**DIRECTIONS FOR THIS TASK**:
Please pick out every line of the material below that contains the string "collar", and copy each of those lines out in full. Case counts when matching.

[Box annotations for photos]
_____

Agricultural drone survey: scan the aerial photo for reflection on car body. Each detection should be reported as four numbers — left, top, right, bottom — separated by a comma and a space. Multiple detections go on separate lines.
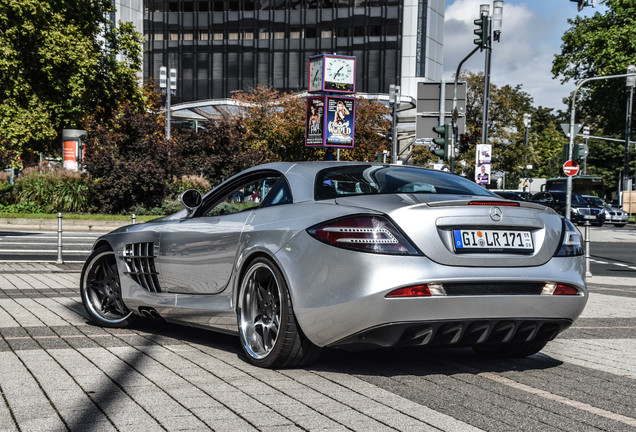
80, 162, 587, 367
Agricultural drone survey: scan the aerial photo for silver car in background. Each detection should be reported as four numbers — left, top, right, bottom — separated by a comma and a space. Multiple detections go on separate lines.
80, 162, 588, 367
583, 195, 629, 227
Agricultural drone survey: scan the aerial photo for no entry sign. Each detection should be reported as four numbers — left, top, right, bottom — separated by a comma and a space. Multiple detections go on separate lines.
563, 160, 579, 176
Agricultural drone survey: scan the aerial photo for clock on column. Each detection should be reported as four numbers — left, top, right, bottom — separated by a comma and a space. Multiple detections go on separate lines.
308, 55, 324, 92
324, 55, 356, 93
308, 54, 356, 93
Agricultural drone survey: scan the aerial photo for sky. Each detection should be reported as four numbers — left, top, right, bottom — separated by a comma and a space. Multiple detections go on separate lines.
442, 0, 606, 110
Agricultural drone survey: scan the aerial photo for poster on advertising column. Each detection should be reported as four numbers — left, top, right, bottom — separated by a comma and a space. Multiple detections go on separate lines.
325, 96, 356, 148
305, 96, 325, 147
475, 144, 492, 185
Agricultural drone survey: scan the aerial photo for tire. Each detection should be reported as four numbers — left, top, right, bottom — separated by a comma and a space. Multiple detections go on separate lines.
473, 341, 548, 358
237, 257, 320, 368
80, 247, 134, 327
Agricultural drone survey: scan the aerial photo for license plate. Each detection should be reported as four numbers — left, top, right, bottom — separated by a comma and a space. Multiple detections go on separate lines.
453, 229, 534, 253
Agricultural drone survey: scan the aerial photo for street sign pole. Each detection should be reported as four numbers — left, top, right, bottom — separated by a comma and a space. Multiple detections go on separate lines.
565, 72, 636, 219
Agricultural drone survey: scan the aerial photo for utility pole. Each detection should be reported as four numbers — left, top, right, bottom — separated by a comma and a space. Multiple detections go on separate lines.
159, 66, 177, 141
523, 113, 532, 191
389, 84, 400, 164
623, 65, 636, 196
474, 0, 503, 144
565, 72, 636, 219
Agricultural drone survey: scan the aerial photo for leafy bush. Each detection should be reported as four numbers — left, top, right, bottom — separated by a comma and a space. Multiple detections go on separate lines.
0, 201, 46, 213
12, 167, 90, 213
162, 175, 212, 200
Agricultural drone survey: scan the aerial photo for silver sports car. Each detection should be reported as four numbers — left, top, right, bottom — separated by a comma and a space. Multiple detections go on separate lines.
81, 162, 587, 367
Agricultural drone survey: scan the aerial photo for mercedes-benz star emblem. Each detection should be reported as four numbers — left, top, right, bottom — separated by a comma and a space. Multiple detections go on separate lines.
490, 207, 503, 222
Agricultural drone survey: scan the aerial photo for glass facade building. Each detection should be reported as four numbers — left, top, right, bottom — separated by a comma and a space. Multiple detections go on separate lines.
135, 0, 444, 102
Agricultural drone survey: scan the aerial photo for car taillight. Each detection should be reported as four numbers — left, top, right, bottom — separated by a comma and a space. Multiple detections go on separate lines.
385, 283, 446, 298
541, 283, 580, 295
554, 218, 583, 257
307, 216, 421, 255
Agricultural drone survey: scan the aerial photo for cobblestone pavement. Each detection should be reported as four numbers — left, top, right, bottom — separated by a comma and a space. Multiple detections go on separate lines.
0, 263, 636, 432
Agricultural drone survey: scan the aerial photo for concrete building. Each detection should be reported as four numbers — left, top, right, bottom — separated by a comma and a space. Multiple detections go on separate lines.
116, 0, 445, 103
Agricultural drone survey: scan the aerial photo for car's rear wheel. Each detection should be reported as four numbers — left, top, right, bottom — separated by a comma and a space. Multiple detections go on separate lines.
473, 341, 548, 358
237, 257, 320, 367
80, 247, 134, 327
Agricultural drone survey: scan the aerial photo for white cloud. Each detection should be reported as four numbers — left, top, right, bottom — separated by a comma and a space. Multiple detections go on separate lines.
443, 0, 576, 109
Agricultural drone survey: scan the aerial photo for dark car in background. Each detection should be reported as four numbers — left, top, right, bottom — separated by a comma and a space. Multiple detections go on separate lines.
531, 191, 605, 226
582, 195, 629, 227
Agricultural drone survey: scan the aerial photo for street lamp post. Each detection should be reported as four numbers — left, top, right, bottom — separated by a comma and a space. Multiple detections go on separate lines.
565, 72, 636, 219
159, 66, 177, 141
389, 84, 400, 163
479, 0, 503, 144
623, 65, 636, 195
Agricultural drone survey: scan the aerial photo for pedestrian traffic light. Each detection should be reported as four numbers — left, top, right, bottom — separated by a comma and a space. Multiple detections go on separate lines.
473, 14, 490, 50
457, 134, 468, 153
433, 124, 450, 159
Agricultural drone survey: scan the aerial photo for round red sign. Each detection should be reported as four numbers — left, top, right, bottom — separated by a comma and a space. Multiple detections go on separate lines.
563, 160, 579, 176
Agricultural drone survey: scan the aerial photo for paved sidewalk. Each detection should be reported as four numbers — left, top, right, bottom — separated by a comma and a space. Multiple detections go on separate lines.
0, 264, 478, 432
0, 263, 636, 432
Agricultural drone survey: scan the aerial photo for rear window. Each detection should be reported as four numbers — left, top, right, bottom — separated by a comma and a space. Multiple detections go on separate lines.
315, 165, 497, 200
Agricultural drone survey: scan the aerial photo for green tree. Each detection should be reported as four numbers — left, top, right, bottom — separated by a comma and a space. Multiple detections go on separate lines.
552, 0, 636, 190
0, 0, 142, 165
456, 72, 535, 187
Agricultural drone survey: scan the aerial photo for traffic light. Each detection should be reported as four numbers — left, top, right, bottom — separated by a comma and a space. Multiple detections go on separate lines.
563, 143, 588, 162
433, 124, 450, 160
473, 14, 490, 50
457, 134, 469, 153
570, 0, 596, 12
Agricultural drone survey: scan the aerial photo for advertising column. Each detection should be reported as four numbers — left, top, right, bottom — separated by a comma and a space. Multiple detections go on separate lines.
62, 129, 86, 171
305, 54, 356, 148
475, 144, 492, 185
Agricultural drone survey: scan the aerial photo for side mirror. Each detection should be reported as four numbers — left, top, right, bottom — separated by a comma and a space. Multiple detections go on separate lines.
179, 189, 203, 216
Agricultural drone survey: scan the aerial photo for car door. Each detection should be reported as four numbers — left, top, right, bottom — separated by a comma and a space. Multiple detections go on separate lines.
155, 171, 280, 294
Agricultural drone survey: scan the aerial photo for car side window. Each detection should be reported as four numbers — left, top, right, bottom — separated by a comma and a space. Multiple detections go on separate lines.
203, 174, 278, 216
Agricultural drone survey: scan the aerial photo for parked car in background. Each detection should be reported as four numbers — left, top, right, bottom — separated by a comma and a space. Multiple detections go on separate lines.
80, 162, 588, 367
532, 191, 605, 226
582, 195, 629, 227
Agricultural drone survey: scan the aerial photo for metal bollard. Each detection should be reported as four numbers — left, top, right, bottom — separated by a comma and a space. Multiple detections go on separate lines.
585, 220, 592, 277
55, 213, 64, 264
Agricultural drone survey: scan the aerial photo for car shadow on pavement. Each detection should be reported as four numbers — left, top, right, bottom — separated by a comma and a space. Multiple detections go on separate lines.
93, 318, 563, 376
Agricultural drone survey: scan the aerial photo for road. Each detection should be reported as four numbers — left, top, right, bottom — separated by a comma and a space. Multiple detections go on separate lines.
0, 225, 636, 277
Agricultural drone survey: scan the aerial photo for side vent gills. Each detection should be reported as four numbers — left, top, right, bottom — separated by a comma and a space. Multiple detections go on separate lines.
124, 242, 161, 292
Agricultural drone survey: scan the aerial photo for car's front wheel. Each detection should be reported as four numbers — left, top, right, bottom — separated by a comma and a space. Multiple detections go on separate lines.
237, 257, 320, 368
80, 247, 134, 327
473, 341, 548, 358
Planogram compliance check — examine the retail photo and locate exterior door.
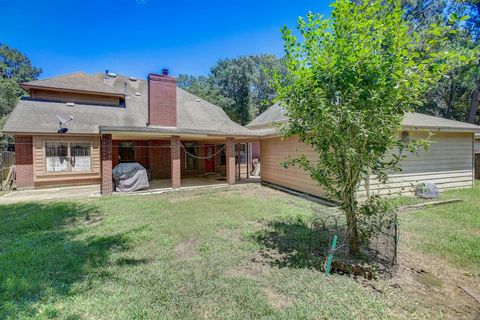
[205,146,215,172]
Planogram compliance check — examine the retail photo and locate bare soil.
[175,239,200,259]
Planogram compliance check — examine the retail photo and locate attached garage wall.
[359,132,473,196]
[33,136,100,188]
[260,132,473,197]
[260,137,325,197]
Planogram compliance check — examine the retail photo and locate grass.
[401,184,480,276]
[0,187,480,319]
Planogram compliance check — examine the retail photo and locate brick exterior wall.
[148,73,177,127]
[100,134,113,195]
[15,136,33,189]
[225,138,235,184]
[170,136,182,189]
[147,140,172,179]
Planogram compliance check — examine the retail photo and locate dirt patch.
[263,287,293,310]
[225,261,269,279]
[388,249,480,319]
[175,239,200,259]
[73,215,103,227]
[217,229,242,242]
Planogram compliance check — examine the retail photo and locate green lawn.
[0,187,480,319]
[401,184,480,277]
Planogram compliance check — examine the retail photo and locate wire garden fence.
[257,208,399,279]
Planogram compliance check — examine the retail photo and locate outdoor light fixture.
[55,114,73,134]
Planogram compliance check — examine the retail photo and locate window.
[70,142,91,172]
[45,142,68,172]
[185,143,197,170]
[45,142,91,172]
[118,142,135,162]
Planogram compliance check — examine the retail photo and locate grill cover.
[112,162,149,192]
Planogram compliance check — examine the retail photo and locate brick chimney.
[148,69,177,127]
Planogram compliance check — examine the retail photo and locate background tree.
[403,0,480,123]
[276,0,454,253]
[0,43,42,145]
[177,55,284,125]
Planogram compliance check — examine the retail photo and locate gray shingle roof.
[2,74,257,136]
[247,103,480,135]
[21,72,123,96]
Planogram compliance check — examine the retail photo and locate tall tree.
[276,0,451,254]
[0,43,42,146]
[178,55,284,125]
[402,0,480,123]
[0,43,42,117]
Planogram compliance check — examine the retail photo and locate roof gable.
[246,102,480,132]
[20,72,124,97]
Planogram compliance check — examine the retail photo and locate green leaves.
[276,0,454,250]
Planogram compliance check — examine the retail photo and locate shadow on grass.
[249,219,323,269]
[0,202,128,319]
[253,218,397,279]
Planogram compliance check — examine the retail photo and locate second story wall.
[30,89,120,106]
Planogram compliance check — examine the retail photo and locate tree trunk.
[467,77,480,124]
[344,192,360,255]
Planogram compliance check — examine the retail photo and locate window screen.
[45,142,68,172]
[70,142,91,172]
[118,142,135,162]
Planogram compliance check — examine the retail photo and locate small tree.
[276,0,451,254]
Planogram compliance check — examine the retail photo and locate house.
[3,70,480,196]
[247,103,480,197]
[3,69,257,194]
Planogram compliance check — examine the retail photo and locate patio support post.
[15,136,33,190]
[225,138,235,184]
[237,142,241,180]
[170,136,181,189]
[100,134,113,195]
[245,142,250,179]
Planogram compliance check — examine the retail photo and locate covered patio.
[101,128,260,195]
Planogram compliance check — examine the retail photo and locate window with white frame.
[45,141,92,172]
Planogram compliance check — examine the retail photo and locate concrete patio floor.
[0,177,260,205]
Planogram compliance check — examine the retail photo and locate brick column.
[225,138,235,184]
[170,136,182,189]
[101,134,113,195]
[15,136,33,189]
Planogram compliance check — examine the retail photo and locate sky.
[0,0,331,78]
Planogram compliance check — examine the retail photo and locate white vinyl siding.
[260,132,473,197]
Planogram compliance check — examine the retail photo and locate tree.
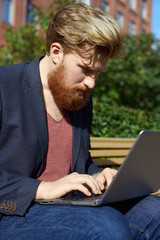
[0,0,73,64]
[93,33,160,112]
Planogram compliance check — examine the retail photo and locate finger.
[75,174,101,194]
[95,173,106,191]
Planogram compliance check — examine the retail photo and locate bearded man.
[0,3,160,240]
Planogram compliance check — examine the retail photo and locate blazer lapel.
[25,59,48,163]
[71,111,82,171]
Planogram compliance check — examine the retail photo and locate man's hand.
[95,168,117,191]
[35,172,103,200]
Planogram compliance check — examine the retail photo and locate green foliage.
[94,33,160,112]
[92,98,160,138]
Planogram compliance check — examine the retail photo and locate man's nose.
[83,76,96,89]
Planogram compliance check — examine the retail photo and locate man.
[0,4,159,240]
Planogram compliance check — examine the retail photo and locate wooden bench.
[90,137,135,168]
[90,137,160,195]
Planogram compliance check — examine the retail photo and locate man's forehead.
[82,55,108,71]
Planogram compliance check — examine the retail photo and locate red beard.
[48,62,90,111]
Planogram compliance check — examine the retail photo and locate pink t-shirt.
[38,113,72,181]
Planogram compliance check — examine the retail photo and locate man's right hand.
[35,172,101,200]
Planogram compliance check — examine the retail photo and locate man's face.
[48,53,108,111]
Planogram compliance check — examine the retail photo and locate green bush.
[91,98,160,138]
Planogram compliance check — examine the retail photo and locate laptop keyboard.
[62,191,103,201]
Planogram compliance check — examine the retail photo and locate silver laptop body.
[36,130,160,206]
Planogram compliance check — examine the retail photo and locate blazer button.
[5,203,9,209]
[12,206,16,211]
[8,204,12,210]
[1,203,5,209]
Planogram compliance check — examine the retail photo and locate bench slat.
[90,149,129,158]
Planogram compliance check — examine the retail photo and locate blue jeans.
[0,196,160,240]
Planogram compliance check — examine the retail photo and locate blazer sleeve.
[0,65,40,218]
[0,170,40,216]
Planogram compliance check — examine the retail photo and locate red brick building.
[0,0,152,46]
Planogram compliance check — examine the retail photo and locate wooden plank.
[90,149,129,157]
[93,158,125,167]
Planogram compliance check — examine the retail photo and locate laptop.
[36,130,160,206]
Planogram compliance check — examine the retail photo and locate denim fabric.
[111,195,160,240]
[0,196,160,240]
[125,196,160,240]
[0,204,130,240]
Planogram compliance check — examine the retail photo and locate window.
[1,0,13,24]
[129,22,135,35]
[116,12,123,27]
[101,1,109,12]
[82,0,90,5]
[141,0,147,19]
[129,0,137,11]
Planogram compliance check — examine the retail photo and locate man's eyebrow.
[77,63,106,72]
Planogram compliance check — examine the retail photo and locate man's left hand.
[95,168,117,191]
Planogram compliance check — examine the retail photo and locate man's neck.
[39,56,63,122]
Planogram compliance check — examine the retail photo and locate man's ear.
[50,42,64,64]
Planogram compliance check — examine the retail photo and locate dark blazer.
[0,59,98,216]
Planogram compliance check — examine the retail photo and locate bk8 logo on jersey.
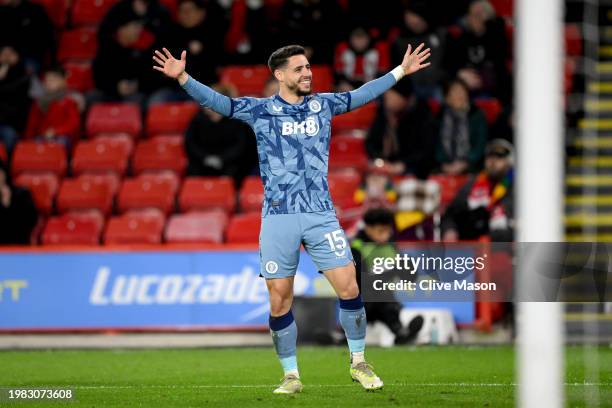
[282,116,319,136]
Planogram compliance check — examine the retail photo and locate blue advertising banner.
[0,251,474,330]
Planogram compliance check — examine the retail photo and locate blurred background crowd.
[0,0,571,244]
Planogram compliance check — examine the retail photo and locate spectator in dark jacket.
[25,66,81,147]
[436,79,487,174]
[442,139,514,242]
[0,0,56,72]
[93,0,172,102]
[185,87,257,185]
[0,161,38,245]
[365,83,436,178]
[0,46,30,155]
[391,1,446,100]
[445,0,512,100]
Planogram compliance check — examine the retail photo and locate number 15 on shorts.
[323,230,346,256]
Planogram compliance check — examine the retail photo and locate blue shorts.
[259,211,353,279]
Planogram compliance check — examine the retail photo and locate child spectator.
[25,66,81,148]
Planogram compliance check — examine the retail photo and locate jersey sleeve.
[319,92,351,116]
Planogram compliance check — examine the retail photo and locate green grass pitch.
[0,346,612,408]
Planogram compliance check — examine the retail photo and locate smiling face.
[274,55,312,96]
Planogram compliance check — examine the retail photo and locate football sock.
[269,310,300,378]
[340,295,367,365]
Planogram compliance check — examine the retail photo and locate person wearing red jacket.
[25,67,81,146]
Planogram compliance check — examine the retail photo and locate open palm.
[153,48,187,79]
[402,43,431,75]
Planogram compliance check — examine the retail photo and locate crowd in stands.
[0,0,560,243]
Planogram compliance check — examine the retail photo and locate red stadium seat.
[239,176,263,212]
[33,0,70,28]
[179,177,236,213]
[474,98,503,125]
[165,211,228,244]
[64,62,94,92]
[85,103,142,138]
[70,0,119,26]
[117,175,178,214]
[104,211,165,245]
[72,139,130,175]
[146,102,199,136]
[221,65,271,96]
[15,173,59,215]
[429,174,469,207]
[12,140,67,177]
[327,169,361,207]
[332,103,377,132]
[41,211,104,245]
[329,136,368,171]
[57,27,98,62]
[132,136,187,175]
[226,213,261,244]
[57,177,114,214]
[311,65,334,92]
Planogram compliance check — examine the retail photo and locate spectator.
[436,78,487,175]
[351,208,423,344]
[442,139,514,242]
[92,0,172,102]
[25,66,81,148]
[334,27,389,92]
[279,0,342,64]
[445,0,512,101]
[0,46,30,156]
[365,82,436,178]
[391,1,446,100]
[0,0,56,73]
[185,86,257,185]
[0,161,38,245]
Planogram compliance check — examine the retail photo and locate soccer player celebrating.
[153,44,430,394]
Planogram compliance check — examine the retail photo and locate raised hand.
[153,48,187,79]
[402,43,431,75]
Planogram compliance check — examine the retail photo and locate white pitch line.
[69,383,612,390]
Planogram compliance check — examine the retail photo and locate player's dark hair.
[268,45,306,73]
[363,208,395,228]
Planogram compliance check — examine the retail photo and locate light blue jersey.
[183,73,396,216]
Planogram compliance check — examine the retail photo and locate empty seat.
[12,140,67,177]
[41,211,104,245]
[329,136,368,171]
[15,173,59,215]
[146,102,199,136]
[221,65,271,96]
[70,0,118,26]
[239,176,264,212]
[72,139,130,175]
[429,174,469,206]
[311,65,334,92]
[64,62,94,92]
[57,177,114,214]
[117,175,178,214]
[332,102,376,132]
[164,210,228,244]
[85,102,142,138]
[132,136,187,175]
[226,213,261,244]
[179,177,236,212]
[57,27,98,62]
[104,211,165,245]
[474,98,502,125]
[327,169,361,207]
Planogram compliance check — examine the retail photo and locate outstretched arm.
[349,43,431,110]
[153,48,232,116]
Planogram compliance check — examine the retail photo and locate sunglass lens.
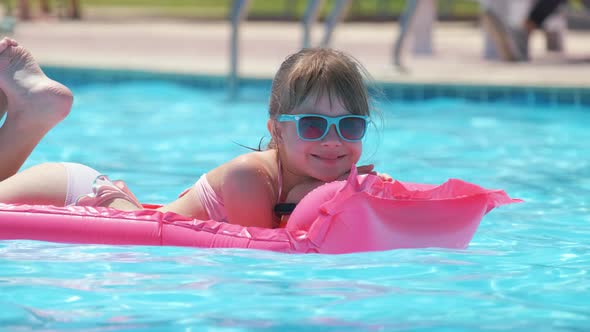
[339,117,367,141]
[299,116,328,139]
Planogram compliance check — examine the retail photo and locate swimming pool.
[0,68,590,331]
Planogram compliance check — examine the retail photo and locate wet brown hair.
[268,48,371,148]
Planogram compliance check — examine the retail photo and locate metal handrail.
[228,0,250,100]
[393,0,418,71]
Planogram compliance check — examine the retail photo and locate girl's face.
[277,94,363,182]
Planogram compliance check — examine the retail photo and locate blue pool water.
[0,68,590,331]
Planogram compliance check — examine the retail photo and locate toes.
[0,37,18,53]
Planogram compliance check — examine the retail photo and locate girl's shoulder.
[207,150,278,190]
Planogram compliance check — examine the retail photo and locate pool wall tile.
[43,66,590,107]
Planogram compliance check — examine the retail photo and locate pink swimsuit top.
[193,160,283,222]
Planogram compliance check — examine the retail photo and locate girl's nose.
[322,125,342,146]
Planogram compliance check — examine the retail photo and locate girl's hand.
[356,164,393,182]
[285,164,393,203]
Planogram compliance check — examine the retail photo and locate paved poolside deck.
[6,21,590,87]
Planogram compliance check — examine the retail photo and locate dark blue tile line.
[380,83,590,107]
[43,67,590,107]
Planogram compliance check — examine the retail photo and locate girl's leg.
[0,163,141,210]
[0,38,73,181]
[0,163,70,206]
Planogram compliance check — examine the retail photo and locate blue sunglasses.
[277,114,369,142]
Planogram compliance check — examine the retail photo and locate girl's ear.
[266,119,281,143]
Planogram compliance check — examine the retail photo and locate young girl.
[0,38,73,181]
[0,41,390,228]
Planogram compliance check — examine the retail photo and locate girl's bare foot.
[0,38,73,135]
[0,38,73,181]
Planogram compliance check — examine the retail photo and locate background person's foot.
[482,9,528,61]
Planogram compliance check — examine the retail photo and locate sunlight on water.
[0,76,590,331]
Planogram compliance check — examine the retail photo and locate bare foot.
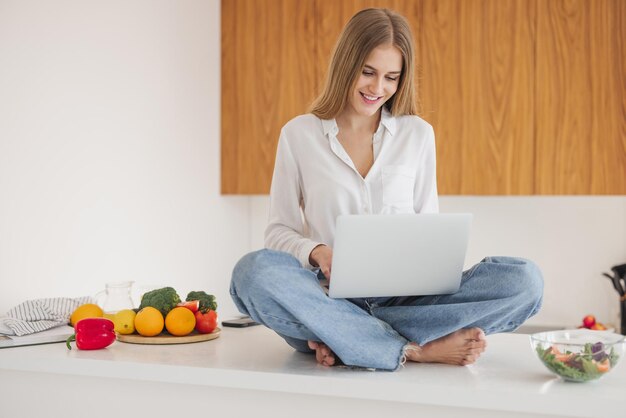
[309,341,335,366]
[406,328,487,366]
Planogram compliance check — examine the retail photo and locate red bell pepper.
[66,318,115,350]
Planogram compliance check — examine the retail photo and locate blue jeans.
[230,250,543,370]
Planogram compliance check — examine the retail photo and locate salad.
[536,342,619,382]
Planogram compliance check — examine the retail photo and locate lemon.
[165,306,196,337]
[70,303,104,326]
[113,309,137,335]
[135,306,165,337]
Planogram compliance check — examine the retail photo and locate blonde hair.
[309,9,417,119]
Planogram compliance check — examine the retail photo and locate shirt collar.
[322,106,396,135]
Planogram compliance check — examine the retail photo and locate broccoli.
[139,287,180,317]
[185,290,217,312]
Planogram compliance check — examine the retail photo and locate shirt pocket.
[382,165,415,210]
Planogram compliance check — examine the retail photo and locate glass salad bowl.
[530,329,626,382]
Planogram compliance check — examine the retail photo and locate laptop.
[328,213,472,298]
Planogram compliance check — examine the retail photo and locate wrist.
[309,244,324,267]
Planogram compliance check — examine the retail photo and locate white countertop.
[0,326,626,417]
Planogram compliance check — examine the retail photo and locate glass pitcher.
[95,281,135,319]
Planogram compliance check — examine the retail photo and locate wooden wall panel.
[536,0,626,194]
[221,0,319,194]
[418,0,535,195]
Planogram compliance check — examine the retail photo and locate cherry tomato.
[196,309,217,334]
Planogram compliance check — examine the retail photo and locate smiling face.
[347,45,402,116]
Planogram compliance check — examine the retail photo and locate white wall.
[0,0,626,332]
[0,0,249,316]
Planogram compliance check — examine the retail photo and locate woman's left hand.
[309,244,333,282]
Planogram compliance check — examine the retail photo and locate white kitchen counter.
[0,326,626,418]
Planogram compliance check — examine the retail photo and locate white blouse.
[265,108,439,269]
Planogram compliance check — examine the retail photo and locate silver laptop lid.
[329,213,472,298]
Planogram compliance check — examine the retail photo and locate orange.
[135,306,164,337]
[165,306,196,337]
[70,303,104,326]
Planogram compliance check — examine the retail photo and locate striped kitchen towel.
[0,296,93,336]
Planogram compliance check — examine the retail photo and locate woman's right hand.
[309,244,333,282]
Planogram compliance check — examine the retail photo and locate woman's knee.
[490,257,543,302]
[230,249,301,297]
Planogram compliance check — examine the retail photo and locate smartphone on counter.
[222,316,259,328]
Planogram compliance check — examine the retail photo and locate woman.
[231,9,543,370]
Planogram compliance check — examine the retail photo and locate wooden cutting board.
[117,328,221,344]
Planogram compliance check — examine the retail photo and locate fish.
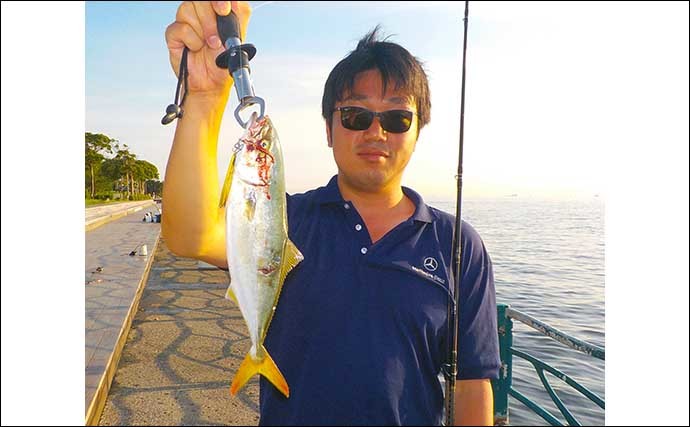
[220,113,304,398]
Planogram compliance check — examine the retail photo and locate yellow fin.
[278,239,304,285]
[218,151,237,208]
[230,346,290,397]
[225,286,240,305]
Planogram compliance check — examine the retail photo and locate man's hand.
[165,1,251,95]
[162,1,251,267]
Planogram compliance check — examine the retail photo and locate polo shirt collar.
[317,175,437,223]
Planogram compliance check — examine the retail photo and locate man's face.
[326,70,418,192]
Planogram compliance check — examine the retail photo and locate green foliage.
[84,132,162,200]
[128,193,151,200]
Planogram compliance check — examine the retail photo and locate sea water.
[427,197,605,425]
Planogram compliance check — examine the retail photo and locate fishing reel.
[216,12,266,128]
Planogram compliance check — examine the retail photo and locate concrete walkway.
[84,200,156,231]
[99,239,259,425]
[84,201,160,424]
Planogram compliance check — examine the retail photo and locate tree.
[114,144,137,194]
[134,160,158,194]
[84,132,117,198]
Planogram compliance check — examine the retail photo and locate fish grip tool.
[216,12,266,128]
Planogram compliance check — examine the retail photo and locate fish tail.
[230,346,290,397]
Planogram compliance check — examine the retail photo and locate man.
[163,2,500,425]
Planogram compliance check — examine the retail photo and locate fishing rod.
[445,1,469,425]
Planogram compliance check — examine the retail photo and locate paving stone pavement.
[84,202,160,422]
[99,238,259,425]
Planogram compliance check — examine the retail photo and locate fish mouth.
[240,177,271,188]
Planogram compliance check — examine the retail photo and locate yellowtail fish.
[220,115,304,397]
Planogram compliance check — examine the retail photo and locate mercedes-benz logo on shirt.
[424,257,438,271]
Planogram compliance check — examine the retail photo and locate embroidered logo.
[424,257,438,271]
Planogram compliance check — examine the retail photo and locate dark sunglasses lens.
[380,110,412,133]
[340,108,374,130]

_____

**EXERCISE OUTPUT**:
Planogram compliance check — examine the retail photo and locate shirt collar.
Planogram compliance check — examine the retail photo and locate polo shirt collar.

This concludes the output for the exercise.